--- Start of EXTRACTED TEXT ---

The bilhetes or notes by which Brazilian President Quadros blithely announced policy through national radio in the 1960s may be taken as an extreme illustration of the wider tendency of Latin American presidents, impatient of legislative delay, to rule by decree. Perhaps Latin America is unusual, historically or even by comparison with other regions during the Cold War, in its combination of constitutionalism, well-formed bureaucracies, and relative presidential autonomy. Latin America also has a distinctive history of long-running militarised inter-state disputes, which seldom tip over into war but have clearly been important in justifying the resources allocated to diplomacy and military preparedness. Elsewhere or at other times, it may be objected, lack of developed bureaucracies, the happenstance of dynastic succession, or the unity of political and military authority in monarch or warlord may drain the theory of significance. This raises the question of the scope of Darnton’s theory, a matter of particular interest to historians, which he addresses directly toward the end of the book. Has he chosen a region and a period that fits nicely with his theory, or is it more widely applicable? To meet such concerns Darnton devotes the last of his substantive chapters to the period following the Cold War. Here, the theory nicely accounts for the persistence of rivalry between Algeria and Morocco despite the common threat of militant political Islamism.

--- End of EXTRACTED TEXT ---
--- Start of SUPPLIED ENTRIES ---

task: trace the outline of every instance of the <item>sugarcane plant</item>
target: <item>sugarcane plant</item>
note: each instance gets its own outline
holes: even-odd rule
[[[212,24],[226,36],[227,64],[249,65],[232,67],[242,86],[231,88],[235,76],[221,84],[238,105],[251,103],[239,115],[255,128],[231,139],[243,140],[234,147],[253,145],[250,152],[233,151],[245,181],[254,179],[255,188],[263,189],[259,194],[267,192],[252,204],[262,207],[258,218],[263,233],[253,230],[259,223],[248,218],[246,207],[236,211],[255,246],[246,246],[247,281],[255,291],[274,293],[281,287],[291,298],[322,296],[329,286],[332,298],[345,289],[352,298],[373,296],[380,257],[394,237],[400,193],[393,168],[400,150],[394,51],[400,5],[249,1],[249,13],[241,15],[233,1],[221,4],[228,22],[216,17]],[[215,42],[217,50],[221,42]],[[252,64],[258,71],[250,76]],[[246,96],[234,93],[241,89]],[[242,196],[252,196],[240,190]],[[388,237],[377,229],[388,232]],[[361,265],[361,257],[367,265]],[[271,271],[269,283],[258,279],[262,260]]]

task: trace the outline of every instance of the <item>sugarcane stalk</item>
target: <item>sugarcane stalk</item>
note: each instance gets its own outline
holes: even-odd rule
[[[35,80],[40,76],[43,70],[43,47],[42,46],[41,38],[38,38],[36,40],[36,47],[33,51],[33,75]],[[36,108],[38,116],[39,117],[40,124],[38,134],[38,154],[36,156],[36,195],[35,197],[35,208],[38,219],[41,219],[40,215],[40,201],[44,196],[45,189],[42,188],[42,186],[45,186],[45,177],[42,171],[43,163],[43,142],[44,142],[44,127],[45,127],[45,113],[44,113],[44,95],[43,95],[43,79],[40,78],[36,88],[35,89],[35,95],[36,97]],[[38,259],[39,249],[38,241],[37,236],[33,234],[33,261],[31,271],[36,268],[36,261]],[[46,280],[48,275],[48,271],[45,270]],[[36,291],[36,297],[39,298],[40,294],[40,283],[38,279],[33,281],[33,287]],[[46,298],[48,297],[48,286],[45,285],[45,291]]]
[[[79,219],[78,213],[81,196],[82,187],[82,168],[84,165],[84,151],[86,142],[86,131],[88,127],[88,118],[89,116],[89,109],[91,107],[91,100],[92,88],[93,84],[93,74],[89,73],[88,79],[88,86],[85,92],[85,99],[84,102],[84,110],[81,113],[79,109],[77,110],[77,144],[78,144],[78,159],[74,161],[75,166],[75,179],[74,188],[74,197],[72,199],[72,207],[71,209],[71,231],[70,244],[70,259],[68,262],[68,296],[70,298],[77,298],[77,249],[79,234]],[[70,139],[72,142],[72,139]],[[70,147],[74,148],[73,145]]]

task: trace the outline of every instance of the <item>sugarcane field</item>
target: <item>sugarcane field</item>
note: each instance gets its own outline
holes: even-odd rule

--- End of SUPPLIED ENTRIES ---

Write out the full review excerpt on Darnton's theory word for word. The material plays no part in what comes next.

The bilhetes or notes by which Brazilian President Quadros blithely announced policy through national radio in the 1960s may be taken as an extreme illustration of the wider tendency of Latin American presidents, impatient of legislative delay, to rule by decree. Perhaps Latin America is unusual, historically or even by comparison with other regions during the Cold War, in its combination of constitutionalism, well-formed bureaucracies, and relative presidential autonomy. Latin America also has a distinctive history of long-running militarised inter-state disputes, which seldom tip over into war but have clearly been important in justifying the resources allocated to diplomacy and military preparedness. Elsewhere or at other times, it may be objected, lack of developed bureaucracies, the happenstance of dynastic succession, or the unity of political and military authority in monarch or warlord may drain the theory of significance. This raises the question of the scope of Darnton’s theory, a matter of particular interest to historians, which he addresses directly toward the end of the book. Has he chosen a region and a period that fits nicely with his theory, or is it more widely applicable? To meet such concerns Darnton devotes the last of his substantive chapters to the period following the Cold War. Here, the theory nicely accounts for the persistence of rivalry between Algeria and Morocco despite the common threat of militant political Islamism.